▶ _Work instructions_: Print, without alteration, the stretch of the records below that runs from the line containing "Would you be able to mark the shirt" through the line containing "Would you be able to mark the dark", with both of those lines included.

▶ _Exercise material_:
:::::

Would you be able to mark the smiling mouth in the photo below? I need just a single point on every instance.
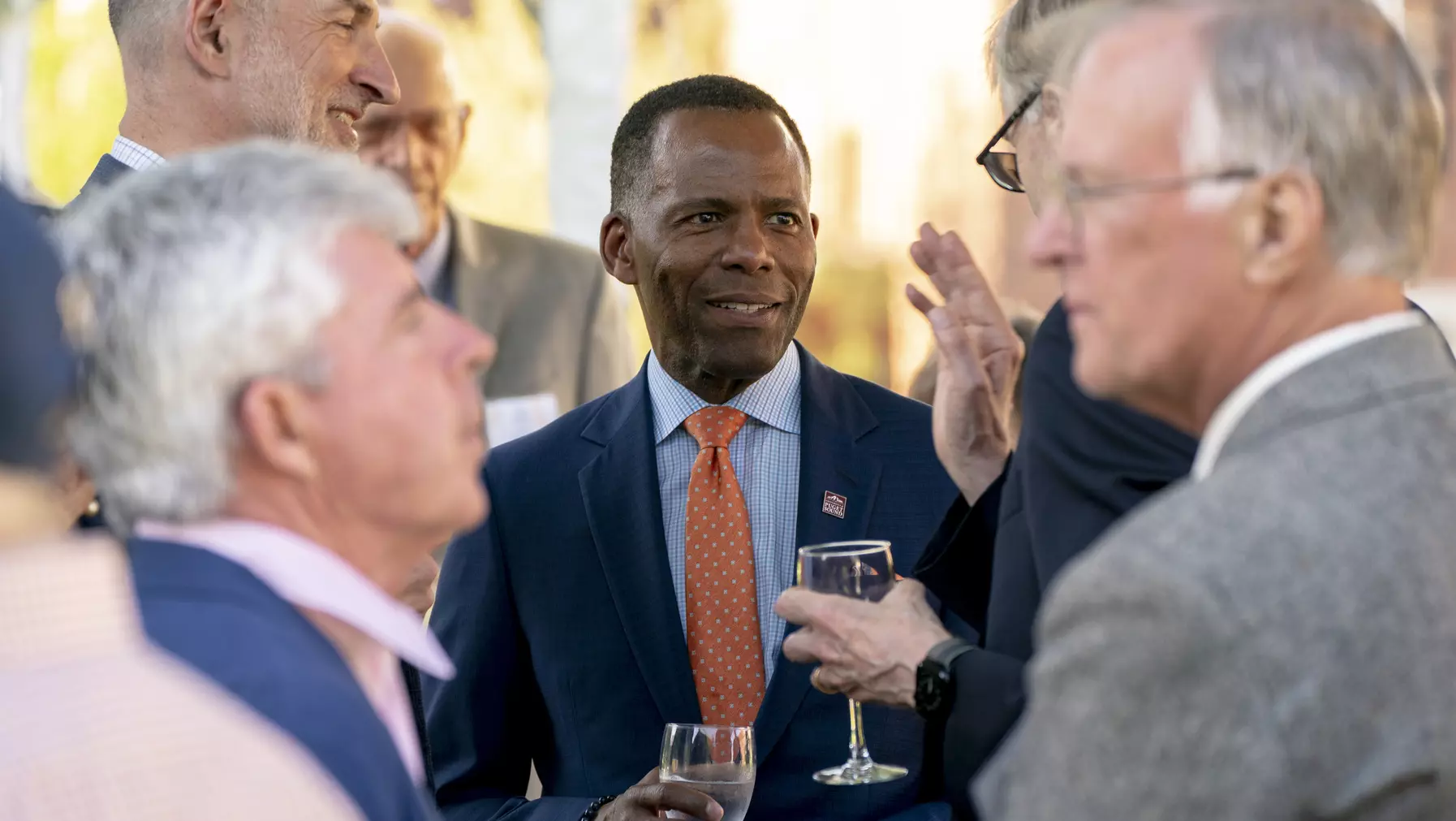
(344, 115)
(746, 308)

:::::

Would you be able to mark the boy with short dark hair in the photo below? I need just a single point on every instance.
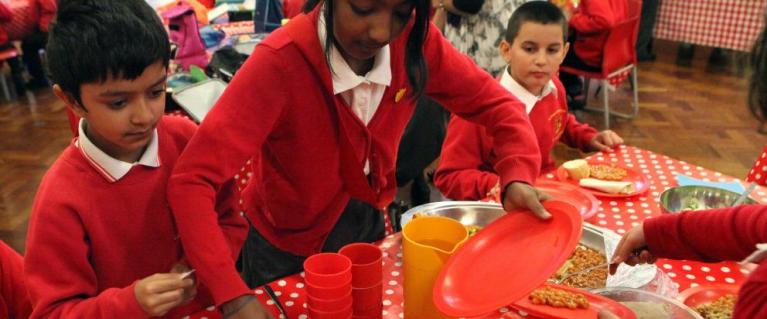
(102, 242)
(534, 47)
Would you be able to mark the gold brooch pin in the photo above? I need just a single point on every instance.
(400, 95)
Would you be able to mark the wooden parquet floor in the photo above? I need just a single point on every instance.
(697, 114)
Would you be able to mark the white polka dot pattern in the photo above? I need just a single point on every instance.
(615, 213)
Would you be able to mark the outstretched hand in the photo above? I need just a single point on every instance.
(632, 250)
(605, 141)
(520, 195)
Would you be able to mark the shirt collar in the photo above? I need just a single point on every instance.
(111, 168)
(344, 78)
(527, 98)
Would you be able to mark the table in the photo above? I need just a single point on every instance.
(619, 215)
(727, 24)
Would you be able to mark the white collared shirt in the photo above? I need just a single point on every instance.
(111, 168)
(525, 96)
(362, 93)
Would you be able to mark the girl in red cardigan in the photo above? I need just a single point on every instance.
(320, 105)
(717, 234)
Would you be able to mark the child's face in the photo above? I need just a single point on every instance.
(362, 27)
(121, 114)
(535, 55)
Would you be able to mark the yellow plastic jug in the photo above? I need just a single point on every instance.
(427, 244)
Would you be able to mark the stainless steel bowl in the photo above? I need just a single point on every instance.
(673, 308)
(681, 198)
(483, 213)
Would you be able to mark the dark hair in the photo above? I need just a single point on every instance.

:::::

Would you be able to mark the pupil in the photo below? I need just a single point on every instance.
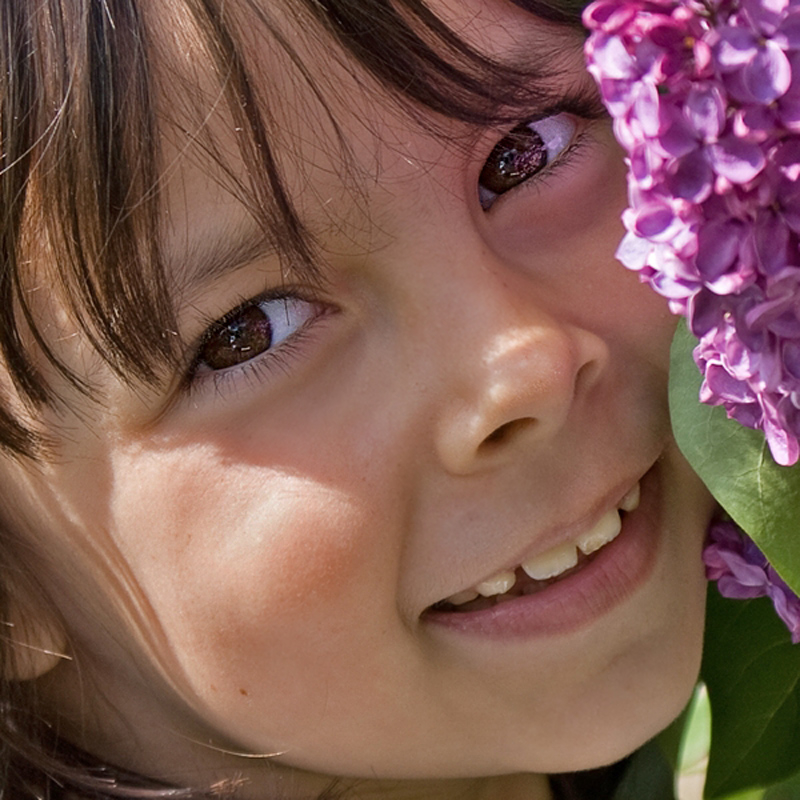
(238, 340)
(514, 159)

:::::

▶ _Solution to the problem_:
Would you be able to mark the shirt collar in the photo above? I need just a single point on every instance.
(111, 168)
(344, 78)
(527, 98)
Would you be able to mark the table in the photo above? I need just a single point on every instance.
(619, 215)
(727, 24)
Would you be able to mark the white collared shirt in the photo above? I need just a single point on every instance.
(111, 168)
(525, 96)
(362, 93)
Would you be able to mark the girl in red cardigan in the photo above? I need just a single point on every instance.
(320, 105)
(717, 234)
Would you be able to mark the child's face in the photo above? I need just a single point on every instance.
(362, 27)
(121, 114)
(535, 55)
Would you be able to mark the yellow plastic jug in the photo above? I need just a single point on every instance.
(427, 244)
Would you be able to mark the stainless steel bowl in the photo above? I need just a single point on every instance.
(673, 308)
(681, 198)
(483, 213)
Would you be able to mark the dark hair in the photo above? I need just a single point on every instance.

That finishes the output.